» **Task description**
Give the stretch from the line containing "Please outline the white cuff" through the line containing "217,233 -> 232,252" again, replacing "white cuff" with "lace wristband" and leaving everything else as it is.

» **Supplied information**
'''

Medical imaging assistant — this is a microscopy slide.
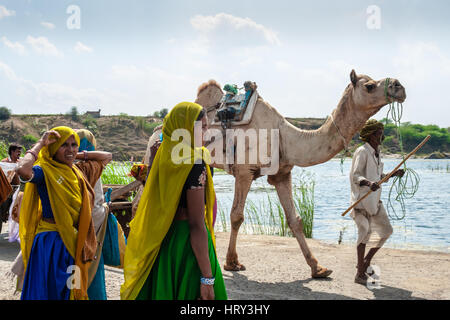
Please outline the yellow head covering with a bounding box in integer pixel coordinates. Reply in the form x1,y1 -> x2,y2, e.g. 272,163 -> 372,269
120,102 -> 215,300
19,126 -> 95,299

'''
'''

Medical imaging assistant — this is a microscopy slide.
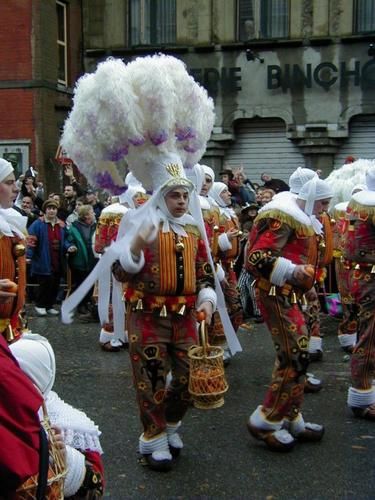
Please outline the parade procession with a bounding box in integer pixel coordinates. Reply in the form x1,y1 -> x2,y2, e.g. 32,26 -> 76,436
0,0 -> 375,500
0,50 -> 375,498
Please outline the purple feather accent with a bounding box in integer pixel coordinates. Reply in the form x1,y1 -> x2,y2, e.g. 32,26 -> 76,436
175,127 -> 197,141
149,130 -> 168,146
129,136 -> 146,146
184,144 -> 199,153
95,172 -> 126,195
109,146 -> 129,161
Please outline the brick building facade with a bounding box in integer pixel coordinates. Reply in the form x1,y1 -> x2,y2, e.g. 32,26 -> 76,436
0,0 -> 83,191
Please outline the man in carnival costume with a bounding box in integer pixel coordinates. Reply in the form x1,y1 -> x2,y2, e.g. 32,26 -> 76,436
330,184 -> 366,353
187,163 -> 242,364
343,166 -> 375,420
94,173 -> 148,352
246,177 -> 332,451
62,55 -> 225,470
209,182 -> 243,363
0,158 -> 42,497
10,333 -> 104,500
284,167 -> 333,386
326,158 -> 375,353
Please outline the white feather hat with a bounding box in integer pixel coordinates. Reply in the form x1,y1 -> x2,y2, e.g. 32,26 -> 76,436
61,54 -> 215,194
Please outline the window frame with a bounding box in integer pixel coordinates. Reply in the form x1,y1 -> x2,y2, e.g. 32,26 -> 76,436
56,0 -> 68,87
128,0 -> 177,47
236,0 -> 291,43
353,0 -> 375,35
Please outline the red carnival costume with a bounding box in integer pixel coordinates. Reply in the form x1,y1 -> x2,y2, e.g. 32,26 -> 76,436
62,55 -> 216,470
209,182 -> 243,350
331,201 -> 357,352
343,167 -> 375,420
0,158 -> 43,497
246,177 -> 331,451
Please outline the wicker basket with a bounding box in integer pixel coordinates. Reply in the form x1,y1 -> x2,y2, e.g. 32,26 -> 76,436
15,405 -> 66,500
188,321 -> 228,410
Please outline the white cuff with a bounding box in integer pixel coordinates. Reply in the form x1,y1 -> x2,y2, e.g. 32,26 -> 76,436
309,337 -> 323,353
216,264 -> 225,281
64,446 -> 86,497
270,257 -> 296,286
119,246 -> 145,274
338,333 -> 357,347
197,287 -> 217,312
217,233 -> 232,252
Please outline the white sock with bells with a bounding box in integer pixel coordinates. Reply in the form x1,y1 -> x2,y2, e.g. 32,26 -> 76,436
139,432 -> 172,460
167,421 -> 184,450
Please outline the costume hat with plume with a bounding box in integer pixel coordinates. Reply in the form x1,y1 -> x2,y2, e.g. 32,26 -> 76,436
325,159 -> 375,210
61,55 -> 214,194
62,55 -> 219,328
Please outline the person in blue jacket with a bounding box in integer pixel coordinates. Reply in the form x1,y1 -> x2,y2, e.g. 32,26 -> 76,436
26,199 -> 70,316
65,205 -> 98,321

'''
'''

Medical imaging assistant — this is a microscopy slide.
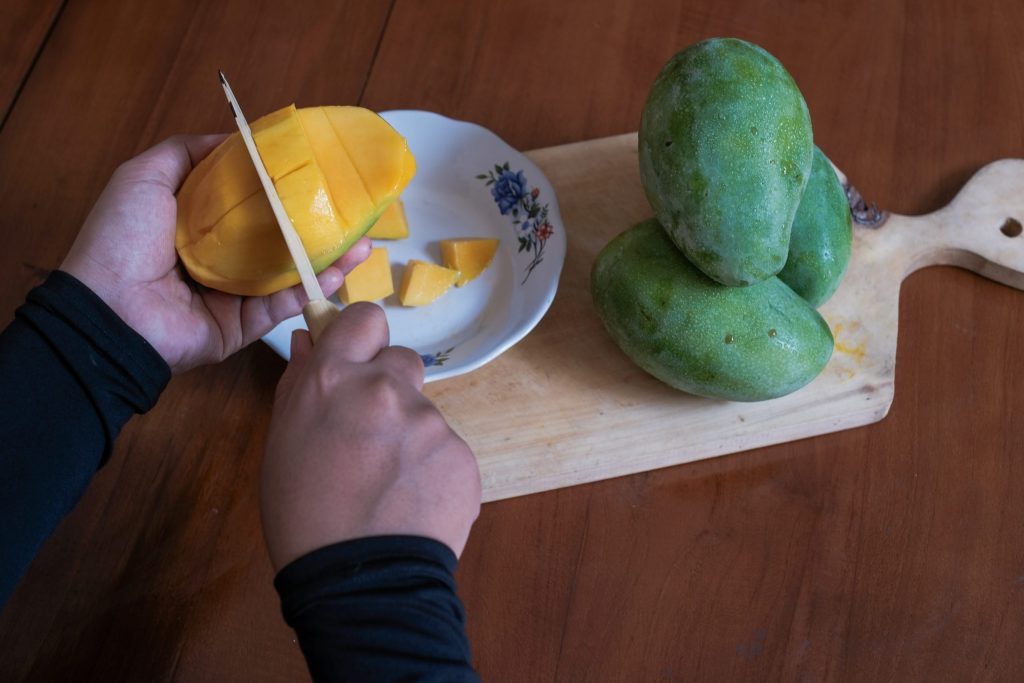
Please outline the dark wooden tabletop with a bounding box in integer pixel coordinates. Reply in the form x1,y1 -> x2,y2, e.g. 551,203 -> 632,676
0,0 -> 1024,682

'''

» **Reply to the task**
Please outline the lace wristband with a bounding box in integer pixel coordinates. Reply in the form x1,y1 -> x2,y2, e.g. 32,26 -> 76,436
309,337 -> 323,353
216,264 -> 225,281
64,446 -> 86,497
270,257 -> 296,286
119,246 -> 145,274
338,333 -> 357,347
197,287 -> 217,312
217,233 -> 232,252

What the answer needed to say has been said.